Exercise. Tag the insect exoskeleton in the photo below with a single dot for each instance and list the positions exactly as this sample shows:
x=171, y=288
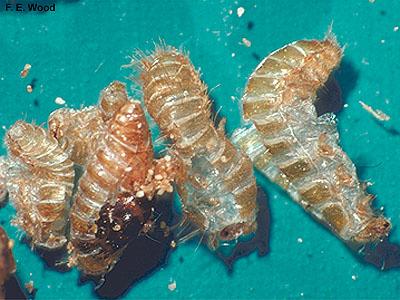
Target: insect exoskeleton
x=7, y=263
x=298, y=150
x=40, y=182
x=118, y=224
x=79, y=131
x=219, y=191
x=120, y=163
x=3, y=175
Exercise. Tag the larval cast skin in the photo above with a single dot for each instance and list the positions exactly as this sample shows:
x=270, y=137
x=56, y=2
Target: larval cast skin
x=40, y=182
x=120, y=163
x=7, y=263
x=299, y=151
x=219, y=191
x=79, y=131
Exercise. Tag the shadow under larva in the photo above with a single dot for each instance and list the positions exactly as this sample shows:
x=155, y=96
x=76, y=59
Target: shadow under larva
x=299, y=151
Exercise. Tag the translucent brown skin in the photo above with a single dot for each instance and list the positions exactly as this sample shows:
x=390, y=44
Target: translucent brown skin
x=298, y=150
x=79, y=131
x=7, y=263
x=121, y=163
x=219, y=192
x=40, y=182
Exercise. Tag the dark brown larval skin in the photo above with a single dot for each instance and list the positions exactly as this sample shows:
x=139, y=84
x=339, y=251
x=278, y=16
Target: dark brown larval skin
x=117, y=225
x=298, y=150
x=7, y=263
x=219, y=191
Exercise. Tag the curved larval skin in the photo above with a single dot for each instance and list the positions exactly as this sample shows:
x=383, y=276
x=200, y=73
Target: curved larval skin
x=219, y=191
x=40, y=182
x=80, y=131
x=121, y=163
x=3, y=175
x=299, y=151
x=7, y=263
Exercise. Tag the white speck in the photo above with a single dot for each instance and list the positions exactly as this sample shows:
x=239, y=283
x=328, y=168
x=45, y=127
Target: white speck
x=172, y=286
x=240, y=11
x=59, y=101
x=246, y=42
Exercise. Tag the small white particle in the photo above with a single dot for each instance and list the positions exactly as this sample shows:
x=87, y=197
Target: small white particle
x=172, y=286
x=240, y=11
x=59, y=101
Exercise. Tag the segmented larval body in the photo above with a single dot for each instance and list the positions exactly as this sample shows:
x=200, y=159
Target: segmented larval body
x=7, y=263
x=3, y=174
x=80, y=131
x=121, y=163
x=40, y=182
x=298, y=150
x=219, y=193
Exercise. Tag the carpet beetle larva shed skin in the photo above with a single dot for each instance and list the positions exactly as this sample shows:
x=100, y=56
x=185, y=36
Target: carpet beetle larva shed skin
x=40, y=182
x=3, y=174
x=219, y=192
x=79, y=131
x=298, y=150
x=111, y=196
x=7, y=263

□ □ □

REQUIRED TASK
Beginning with the line that contains "Exercise. Tag the carpet" and continuing through the last line of the items above, render those lines as a numbered list, omitting any blank lines.

THE ANSWER
1. Exercise. Tag the carpet beetle larva shed skin in the photo above with a single dot for each instance and list the positions exactly as this sample shows:
2. x=100, y=56
3. x=185, y=36
4. Target: carpet beetle larva shed skin
5. x=40, y=182
6. x=3, y=174
7. x=219, y=192
8. x=79, y=131
9. x=298, y=150
10. x=111, y=196
11. x=7, y=263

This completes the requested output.